───── SOURCE EXCERPT ─────

Why Neo-Paganism?

I look at all gods and demi gods as different facets of an all encompassing power that binds the cosmos as expressed in the belief of panentheism.



I particularly like Greek paganism largely because I like a great deal of ancient Greek literature, poetry,history, philosophy, art, and culture. For me all those expressions are manifestations of the divine. Paganism doesn't negate the belief of panentheism either as both fit rather nicely into each other.
 
I learn something new every day! I guess I am a polytheist, of the soft variety. I just always called it panentheism.
 
Recently, in a PM discussion, I was asked "why Paganism?" It is not the first time I've been asked this question. Some people feel that Paganism is an "old" way of thinking about religion and spirituality (and I mean old as in, out-moded).

So why is there a minority of us- a very rapidly growing minority- that are returning to earth-based traditions? What is it in these religions that calls to us?

I'm curious what different Neo-Pagan traditions we have represented here, and why/how we ended up in them.

I consider myself a Christian Druid. That is, a Druid that follows Christ's teachings (as a gentile, obviously, not as a person trying to be Jewish). For the sake of this discussion, I will just focus on the Druidry, as I find Christ's teachings in the gospel to be easily integrated (granted, I don't integrate much of modern Christian doctrine, however).

So how did I end up a Neo-Pagan?

While Pagan traditions are ancient, modern variations are not "stuck in time." My own Druid order fosters a self-aware reinterpretation of the ancient myths, legends, deities, and practices with an eye toward life here and now.

I think I became neo-Pagan because I am fundamentally drawn to nature in my spirituality. I experience the Earth as a being in her own self. I have always, since a young child, experienced my greatest connection to God (whom I call the Divine One) in nature and not in churches. I always had a very strong intuitive sense, and sensed spiritual entities- spirits of place, of ancestors, of trees, of animals, of other humans. I mostly tried various Protestant denominations as a kid and young adult but none spoke to my spiritual experience in nature. They spoke to my spiritual experience with Christ, but were silent or (worse yet) negative about much of how I experience the world-- and these are things I cannot turn off within myself. I can no more stop sensing spirits and energy flows (at least not without the practice in energy shielding Druidry taught me) than anyone else can stop hearing a loud noise because they wish it.

─────

• WRITTEN EXERCISE 1:
In the Neo-Paganism discussion, which spirits does the Christian Druid say they sensed?
• WRITTEN EXERCISE 2:
In the Neo-Paganism discussion, what name does the Christian Druid use for God?
• WRITTEN EXERCISE 3:
Why does the writer in the Neo-Paganism discussion who follows panentheism particularly like Greek paganism?
None of the lines after this text have any bearing on what is asked here.

───── GIVEN DATA ─────

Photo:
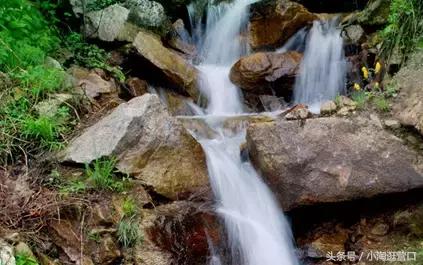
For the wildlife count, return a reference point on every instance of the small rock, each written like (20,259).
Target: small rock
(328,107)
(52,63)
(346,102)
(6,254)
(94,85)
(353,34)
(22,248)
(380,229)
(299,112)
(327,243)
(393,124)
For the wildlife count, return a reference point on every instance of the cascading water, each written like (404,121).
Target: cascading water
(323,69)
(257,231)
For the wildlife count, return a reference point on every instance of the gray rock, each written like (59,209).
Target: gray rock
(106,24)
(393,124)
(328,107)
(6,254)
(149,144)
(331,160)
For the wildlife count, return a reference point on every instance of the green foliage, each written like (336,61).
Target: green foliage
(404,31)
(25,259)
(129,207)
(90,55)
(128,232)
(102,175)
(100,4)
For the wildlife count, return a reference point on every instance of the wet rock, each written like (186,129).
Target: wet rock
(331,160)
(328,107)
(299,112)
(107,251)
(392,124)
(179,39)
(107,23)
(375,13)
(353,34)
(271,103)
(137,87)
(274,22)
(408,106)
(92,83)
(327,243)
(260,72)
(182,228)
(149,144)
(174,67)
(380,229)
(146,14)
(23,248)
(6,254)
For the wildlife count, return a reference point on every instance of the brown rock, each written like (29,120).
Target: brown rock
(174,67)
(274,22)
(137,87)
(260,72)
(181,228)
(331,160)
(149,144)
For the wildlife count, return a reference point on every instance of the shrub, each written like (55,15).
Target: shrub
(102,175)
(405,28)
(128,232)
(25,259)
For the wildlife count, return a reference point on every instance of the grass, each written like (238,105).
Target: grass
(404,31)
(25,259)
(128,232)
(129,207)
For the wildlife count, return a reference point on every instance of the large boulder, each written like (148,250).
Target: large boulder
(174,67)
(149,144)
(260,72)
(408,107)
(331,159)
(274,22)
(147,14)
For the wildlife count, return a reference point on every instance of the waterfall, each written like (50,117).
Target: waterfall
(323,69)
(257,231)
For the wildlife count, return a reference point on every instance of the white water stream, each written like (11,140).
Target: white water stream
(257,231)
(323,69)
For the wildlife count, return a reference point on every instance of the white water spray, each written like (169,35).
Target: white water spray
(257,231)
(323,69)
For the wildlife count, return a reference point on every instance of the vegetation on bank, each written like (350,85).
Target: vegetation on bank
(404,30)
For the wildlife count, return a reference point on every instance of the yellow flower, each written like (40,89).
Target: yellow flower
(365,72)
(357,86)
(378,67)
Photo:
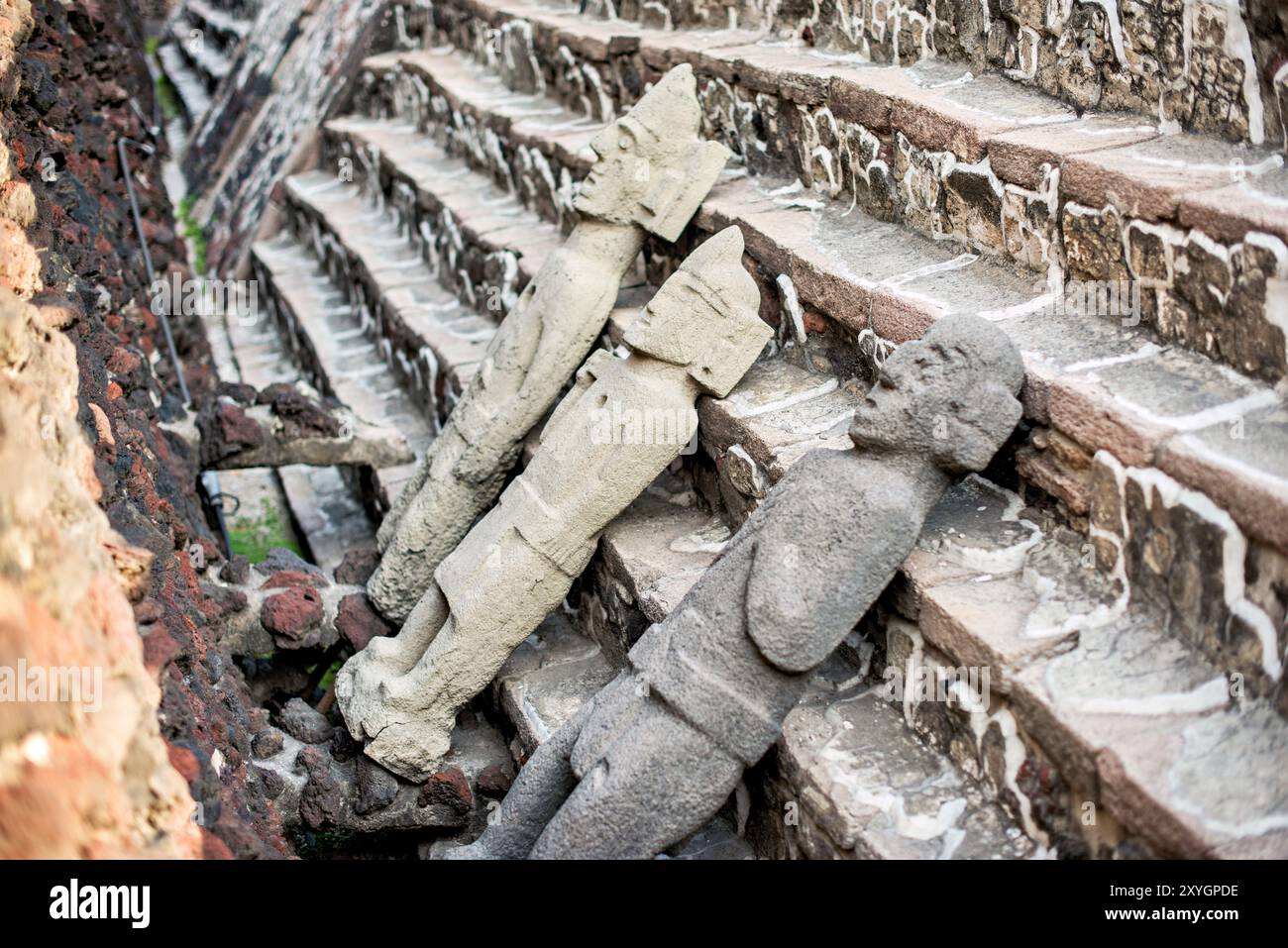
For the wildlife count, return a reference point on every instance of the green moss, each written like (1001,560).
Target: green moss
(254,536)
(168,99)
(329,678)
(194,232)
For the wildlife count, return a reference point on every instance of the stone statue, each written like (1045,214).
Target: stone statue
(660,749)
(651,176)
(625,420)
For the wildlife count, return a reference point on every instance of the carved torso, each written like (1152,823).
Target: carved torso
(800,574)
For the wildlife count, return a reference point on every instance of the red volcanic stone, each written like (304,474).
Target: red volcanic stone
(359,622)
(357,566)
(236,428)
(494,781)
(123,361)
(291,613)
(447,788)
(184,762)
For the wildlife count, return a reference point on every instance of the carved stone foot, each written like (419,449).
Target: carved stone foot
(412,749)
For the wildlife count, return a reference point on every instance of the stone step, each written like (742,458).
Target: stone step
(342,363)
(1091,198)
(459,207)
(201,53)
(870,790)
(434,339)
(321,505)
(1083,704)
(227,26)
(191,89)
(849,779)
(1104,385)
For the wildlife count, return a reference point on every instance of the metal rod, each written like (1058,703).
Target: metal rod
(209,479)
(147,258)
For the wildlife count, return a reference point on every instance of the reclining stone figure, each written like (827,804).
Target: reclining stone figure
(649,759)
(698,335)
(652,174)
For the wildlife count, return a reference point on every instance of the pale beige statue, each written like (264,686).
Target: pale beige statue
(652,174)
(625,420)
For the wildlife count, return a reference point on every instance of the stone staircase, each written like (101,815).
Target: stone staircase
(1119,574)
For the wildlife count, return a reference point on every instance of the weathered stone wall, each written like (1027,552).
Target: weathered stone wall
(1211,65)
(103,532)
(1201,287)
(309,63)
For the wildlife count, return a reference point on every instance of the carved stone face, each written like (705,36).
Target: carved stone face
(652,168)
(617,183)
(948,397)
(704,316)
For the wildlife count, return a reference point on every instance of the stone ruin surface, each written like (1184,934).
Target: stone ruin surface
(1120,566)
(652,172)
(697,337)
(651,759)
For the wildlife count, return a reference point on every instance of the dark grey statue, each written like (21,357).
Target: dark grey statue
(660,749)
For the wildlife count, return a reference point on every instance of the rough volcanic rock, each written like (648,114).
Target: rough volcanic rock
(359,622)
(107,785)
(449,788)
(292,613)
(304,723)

─────
───── GIVEN DATA ─────

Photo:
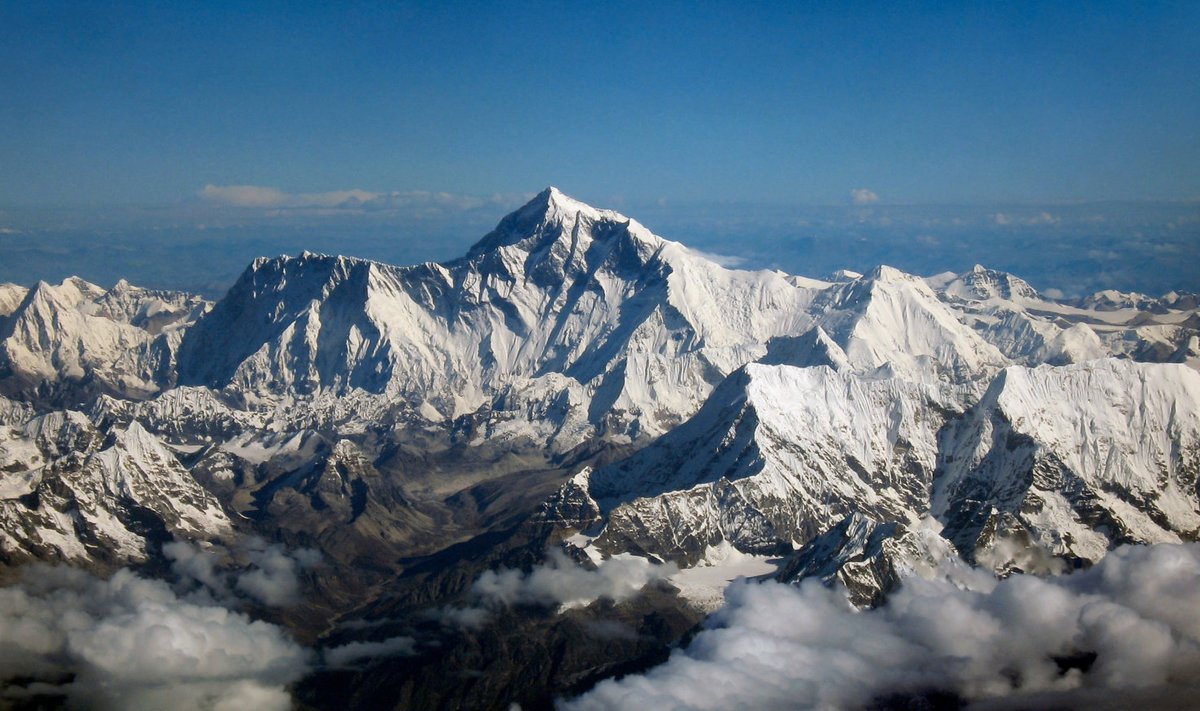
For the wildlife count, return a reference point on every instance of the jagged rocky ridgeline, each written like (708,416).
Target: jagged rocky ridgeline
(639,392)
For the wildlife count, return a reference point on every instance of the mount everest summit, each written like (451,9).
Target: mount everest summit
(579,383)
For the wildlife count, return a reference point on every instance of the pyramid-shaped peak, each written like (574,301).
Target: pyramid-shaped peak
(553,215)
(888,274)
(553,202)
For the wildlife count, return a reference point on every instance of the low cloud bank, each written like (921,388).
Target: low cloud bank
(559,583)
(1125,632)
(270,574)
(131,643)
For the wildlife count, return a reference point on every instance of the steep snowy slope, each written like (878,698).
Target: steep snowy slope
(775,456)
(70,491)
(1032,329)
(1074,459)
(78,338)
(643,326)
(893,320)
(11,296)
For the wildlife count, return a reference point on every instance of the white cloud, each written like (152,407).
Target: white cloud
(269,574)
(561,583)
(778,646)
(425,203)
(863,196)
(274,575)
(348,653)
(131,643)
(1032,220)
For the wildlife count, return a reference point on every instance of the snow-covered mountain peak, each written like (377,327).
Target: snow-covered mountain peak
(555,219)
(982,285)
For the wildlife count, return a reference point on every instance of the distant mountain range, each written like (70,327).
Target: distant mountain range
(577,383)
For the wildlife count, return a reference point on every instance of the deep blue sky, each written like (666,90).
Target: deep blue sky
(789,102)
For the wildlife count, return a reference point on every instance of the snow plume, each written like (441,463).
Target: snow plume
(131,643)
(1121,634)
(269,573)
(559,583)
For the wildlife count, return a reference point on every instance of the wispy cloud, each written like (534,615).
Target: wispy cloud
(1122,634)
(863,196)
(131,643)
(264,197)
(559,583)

─────

• FULL ANSWER 1:
Spirits of place, of ancestors, of trees, of animals, and of other humans.

• FULL ANSWER 2:
The Divine One.

• FULL ANSWER 3:
That writer likes a great deal of ancient Greek literature, poetry, history, philosophy, art, and culture, and sees all those expressions as manifestations of the divine.